§ What you should do:
Reproduce, word for word, the lines of the records below, starting with the line that contains "Objective — one point on each instance of the tree" and continuing through the last line of the records, with both ends included. Leave the pictures out of your answer.
=== Records for the task ===
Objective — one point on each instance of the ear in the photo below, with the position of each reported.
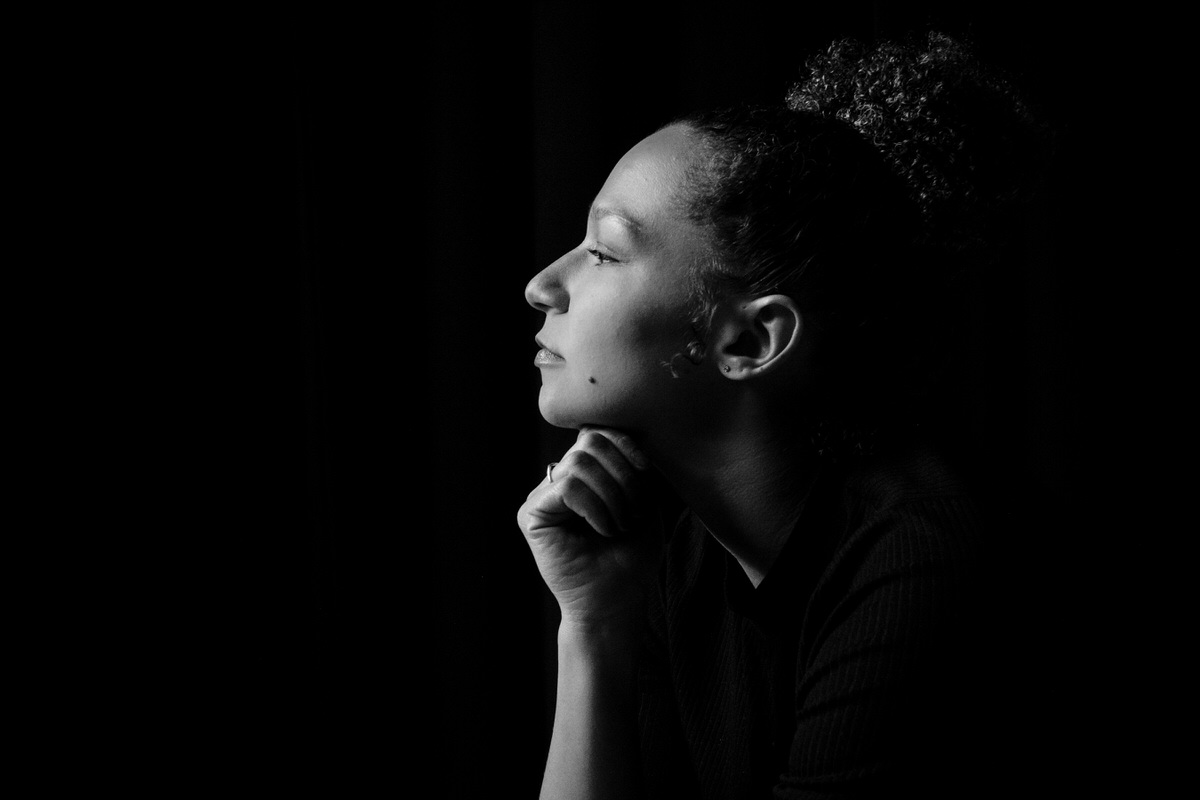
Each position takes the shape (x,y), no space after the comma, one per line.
(753,336)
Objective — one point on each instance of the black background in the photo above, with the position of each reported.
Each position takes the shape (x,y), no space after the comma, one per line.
(318,226)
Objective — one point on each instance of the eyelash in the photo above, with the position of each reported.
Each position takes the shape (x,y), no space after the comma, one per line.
(604,258)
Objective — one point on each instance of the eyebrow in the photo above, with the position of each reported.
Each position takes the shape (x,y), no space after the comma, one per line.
(599,211)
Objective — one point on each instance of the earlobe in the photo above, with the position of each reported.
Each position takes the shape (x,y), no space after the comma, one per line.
(753,336)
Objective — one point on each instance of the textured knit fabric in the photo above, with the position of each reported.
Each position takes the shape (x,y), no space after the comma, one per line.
(849,672)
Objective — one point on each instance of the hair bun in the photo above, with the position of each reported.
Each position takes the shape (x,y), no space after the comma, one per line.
(955,131)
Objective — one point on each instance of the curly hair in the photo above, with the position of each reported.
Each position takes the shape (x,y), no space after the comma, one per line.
(856,198)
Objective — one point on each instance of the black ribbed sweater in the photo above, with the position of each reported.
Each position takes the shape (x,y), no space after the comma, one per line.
(852,671)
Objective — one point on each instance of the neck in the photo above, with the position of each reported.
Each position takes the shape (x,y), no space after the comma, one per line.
(745,485)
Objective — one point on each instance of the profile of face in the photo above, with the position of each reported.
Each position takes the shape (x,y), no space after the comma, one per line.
(617,305)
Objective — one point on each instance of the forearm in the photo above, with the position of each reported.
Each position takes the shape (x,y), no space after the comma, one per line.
(593,751)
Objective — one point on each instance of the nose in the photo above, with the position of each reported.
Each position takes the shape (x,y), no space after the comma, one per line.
(546,292)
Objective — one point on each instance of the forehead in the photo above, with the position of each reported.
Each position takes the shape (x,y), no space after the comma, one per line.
(641,188)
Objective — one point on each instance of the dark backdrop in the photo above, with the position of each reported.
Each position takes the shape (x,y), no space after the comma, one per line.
(343,210)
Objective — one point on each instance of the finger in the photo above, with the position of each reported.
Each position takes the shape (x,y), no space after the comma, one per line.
(587,505)
(585,469)
(613,457)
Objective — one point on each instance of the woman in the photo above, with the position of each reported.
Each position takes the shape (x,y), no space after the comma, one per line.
(743,322)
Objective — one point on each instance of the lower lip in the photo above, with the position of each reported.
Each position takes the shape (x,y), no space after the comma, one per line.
(546,359)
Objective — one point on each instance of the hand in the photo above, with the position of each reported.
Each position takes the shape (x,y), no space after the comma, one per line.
(594,551)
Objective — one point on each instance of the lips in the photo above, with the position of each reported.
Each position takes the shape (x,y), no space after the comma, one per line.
(546,356)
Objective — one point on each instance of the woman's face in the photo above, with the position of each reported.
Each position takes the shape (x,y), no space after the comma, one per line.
(617,305)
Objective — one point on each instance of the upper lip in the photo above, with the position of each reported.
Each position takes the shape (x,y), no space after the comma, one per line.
(543,346)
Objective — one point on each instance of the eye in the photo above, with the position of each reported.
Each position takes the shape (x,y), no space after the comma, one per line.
(603,258)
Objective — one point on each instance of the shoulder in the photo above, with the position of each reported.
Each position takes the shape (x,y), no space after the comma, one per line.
(904,518)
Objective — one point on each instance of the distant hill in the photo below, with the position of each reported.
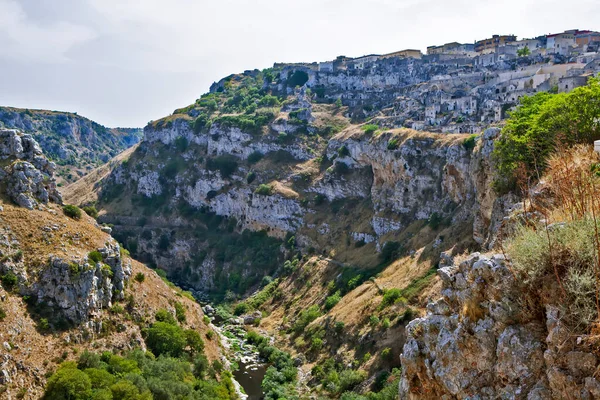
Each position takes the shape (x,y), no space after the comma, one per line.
(75,143)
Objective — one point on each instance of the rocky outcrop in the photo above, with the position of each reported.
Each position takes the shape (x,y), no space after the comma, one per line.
(28,174)
(77,289)
(479,342)
(68,137)
(80,288)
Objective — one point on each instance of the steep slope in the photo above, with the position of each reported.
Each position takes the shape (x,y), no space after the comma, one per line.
(67,285)
(260,181)
(75,143)
(265,159)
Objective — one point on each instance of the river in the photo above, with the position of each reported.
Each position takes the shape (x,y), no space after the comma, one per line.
(251,370)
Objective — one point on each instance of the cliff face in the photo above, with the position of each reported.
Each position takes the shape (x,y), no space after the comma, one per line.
(77,287)
(65,282)
(76,144)
(327,192)
(480,340)
(27,174)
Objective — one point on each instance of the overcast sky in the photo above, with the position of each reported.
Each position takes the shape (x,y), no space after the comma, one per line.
(126,62)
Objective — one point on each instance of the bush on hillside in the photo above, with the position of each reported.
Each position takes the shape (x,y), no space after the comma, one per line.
(541,124)
(95,256)
(560,259)
(370,128)
(91,211)
(163,338)
(264,190)
(72,211)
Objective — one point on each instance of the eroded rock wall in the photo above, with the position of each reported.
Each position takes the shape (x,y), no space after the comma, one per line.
(478,341)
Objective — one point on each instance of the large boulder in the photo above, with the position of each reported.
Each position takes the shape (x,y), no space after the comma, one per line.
(28,174)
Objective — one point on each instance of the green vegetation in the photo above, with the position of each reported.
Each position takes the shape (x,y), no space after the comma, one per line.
(138,375)
(9,280)
(524,52)
(255,157)
(541,124)
(343,151)
(264,190)
(297,78)
(568,253)
(95,256)
(164,338)
(225,164)
(72,211)
(305,318)
(91,211)
(390,252)
(332,300)
(180,312)
(391,296)
(280,380)
(470,142)
(370,128)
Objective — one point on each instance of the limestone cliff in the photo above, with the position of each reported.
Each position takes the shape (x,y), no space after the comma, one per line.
(65,282)
(480,340)
(76,144)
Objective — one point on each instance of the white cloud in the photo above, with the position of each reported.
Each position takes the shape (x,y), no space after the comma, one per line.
(24,39)
(180,47)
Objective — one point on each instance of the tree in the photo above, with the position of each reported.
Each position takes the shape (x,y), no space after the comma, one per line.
(68,383)
(524,52)
(165,338)
(539,125)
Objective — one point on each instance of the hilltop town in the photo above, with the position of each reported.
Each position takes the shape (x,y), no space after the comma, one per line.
(455,87)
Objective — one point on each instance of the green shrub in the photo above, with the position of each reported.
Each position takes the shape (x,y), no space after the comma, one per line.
(72,211)
(349,379)
(391,296)
(393,144)
(470,142)
(194,341)
(73,269)
(264,190)
(162,315)
(68,383)
(316,344)
(571,255)
(297,78)
(91,211)
(44,325)
(95,256)
(255,157)
(435,220)
(165,338)
(540,124)
(386,354)
(225,164)
(390,252)
(332,300)
(373,320)
(343,151)
(180,312)
(9,280)
(306,317)
(370,128)
(241,308)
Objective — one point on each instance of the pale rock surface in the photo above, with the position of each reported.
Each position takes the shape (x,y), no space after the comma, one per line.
(477,343)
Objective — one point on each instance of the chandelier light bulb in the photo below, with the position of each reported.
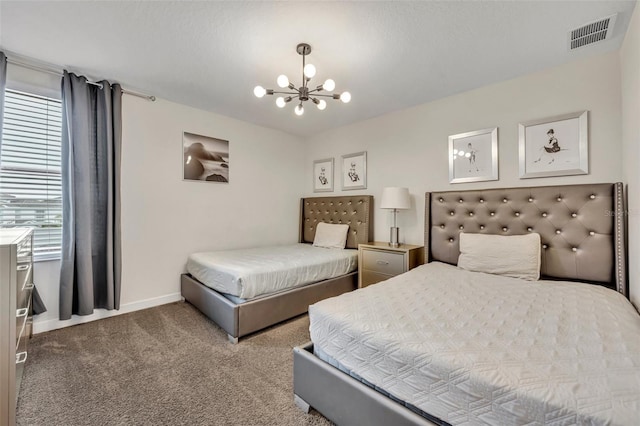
===
§ The response:
Objective — one point on each instance of the tree in the photo above, with the position of each reported.
Each position takes the shape (x,y), no space after the comma, one per line.
(68,383)
(524,52)
(165,338)
(539,125)
Objective — one point on each instance of the hilltop town in the photo above, with the position of each reported.
Each position takes the shape (x,y), no space after the comma, one per line.
(455,87)
Objective — one point on each instance of the green shrub in the photo above, with the position of each reported.
Each position takes the shape (x,y), no space after the comma, one per line.
(72,211)
(349,379)
(391,296)
(393,144)
(470,142)
(194,341)
(73,269)
(264,190)
(162,315)
(68,383)
(316,344)
(571,255)
(297,78)
(91,211)
(44,325)
(95,256)
(255,157)
(435,220)
(165,338)
(540,124)
(386,354)
(225,164)
(390,252)
(332,300)
(373,320)
(343,151)
(180,312)
(9,280)
(306,317)
(370,128)
(241,308)
Objective — one point on each instance of the pale rock surface in the photo above, with the position of each reported.
Each position takes the shape (x,y), no space after the comma, one per line.
(477,343)
Objective — one point on each instance of the chandelier light bulb in the photo below, with the position of each reported.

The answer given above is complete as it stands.